Data listing:
┌────────
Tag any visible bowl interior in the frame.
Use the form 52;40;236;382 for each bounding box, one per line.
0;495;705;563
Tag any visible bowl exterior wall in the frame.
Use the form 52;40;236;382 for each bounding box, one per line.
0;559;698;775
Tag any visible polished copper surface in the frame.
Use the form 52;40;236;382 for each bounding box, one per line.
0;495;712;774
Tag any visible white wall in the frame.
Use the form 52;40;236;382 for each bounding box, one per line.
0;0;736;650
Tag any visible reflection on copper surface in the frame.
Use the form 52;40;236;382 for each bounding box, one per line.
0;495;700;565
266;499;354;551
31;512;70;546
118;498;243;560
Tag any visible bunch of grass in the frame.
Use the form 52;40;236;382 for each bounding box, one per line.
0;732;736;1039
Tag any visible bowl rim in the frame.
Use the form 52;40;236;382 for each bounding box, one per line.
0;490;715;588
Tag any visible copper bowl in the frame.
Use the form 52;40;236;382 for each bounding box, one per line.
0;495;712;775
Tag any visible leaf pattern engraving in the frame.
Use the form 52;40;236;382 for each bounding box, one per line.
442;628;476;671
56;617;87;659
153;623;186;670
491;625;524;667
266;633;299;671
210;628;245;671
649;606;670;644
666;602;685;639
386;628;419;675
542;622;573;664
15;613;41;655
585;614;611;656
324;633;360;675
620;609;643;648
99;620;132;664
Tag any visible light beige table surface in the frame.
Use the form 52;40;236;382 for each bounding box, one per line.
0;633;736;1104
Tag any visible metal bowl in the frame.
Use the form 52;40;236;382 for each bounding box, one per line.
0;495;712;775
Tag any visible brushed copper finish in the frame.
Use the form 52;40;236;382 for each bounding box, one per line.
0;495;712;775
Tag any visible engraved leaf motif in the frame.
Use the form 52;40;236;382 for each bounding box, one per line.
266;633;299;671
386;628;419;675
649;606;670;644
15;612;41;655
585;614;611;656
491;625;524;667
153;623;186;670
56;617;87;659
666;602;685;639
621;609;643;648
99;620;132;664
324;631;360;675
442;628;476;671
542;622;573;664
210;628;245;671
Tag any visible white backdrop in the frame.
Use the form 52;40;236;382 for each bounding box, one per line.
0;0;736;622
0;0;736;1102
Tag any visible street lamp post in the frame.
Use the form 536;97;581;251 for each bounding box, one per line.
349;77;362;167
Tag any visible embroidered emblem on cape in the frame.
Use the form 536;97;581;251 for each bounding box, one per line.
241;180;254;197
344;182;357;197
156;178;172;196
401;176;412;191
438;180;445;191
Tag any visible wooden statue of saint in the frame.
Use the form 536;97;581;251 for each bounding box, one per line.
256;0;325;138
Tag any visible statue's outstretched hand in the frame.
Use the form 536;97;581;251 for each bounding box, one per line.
└────────
### What is needed
Reproduce every line of the data listing above, character for character, in the same order.

### Written response
Tag any visible bowl interior in the frame.
Use the form 52;40;236;382 for each bounding box, one per line.
0;495;705;563
Tag any visible bowl exterior wall in the frame.
Use the form 52;40;236;382 for each bounding box, one per line.
0;559;698;775
Tag any visible polished copper surface in the frame.
Use the form 52;40;236;382 for each bounding box, one per line.
0;495;712;774
Tag any visible white wall in the frame.
Use the form 52;40;236;382 for each bounding box, one per line.
0;0;736;650
Tag any visible reflection on copper surface in the frame.
Use the form 52;40;236;382 for each bounding box, one per line.
0;495;700;565
266;499;354;551
31;512;70;546
118;498;243;560
Tag any visible bunch of grass in the frame.
Use the form 52;40;236;382 for each bounding box, one per line.
0;732;736;1039
Tag any visible bowl rim in the frame.
Use the form 52;40;236;382 for each bounding box, one per line.
0;490;715;588
Tag any visible copper bowl in the frame.
Use the form 52;40;236;382 for each bounding box, one per line.
0;495;712;775
Tag any visible leaf pattern engraving in the frame.
Use the form 52;40;236;382 for each bounding box, one per line.
442;628;476;671
56;617;87;659
153;623;186;670
491;625;524;667
266;633;299;671
210;628;245;671
649;606;670;644
666;602;685;639
386;628;419;675
542;622;573;664
15;613;41;655
585;614;611;656
324;633;360;675
620;609;643;648
99;620;132;664
Tag any visible light beige table surface in the frame.
Use the form 52;40;236;382 for each bounding box, one per line.
0;633;736;1104
Tag any visible metal bowl in the frame.
Use the form 52;40;236;382 for each bounding box, one per line.
0;495;712;775
Tag any visible brushed copper finish in the frame.
Use the form 52;40;236;382 for each bounding box, one per line.
0;495;712;775
Tag any visible engraved leaf motif in the frame.
Use the form 52;40;236;382 for each bounding box, one per line.
266;633;299;671
386;628;419;675
649;606;670;644
15;612;41;655
585;614;611;656
491;625;524;667
153;623;186;670
56;617;87;659
666;602;685;639
621;609;643;648
99;620;132;664
324;631;360;675
442;628;476;671
542;622;573;664
210;628;245;671
Tag any visible white backdrop in the frame.
Use the form 52;40;236;382 for each bounding box, one per line.
0;0;736;622
0;0;736;1102
Tag any visible street lamp post in the frame.
Use the form 536;97;581;251 for each bounding box, one per line.
349;77;362;167
Tag any visible embroidered emblem on cape in the frame.
Use the form 536;97;581;251 for each bounding box, one per line.
241;180;254;197
344;182;357;197
156;178;172;196
401;176;412;191
438;180;445;191
Tag any visible wooden statue of saint in the frame.
Use the form 536;97;581;251 for each bounding box, one per line.
256;0;325;138
Tag any visible statue's outstretched hand in the frame.
Use the form 536;97;581;251 for each bounding box, one per line.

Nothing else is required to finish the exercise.